··· STORED ROWS ···
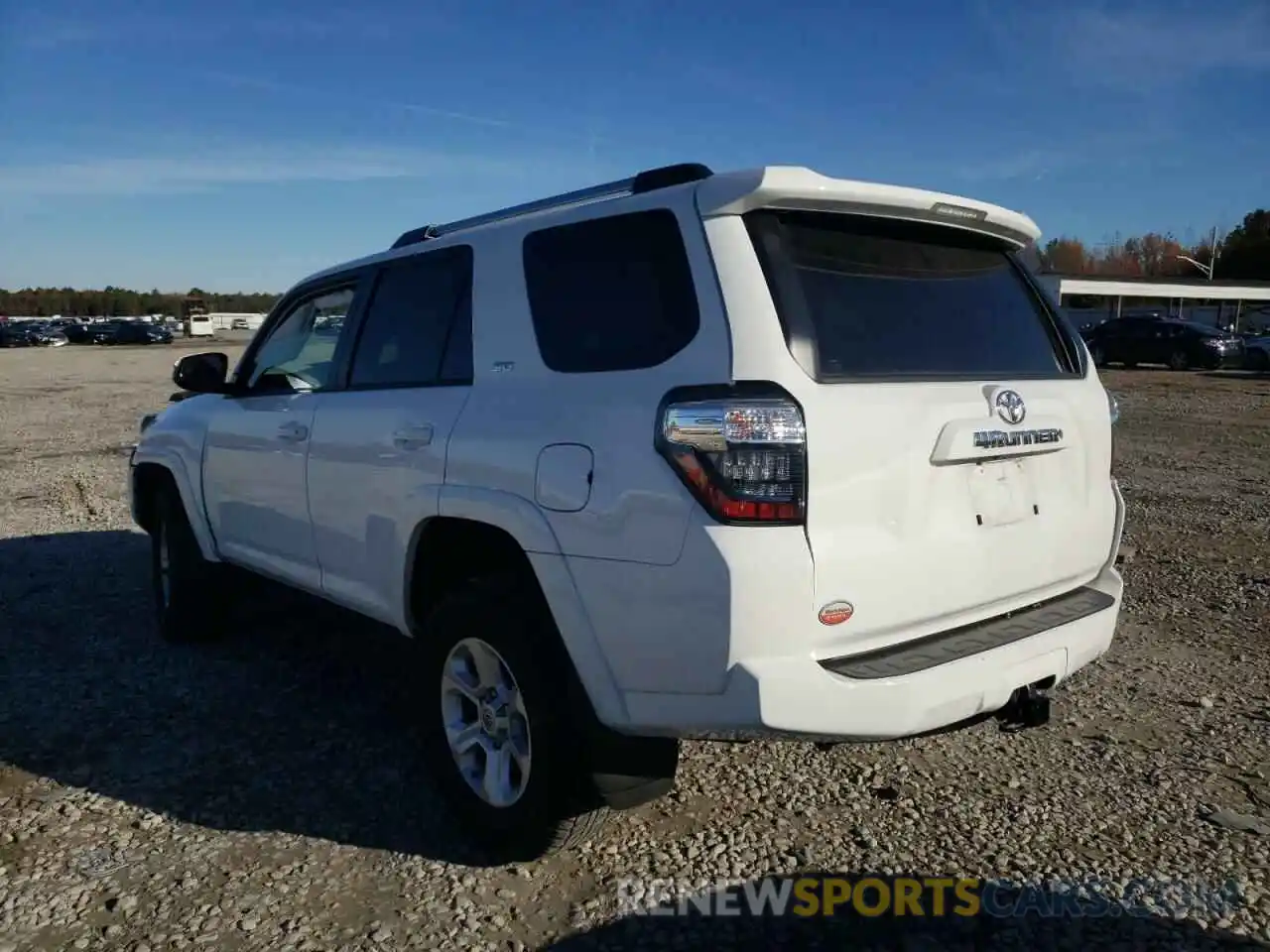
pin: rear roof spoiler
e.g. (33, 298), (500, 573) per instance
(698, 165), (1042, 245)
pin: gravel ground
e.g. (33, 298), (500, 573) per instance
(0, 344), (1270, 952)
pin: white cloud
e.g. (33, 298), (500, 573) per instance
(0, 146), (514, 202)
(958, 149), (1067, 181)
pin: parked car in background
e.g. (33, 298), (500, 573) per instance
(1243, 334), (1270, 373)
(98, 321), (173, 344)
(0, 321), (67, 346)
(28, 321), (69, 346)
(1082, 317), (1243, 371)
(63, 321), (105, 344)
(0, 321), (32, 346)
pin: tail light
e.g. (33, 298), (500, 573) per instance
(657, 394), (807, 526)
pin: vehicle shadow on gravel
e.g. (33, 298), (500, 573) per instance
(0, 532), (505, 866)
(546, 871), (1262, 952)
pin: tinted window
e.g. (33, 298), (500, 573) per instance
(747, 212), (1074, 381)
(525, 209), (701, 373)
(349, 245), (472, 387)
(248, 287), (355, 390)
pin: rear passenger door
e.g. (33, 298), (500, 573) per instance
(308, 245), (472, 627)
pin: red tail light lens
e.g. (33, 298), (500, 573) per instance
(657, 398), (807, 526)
···
- **TO BE DONE**
Starting at the line that contains "pin: tail light" and continuing to the end of the entries, convert each line into a string in a JSON list. Skip any blank lines.

- **SOLUTION**
[
  "pin: tail light",
  "e.g. (33, 298), (500, 573) per instance",
  "(657, 394), (807, 526)",
  "pin: vehicle shadow on gravel",
  "e.g. (33, 298), (500, 573) per instance",
  "(0, 532), (505, 866)",
  "(546, 871), (1262, 952)",
  "pin: tinted window",
  "e.g. (33, 298), (500, 573) per instance",
  "(747, 212), (1074, 381)",
  "(525, 209), (701, 373)",
  "(349, 245), (472, 387)",
  "(248, 287), (355, 390)",
  "pin: rear passenger door",
  "e.g. (33, 298), (500, 573) per instance",
  "(308, 245), (472, 627)",
  "pin: red tail light lens",
  "e.g. (33, 298), (500, 573) per instance",
  "(657, 398), (807, 526)"
]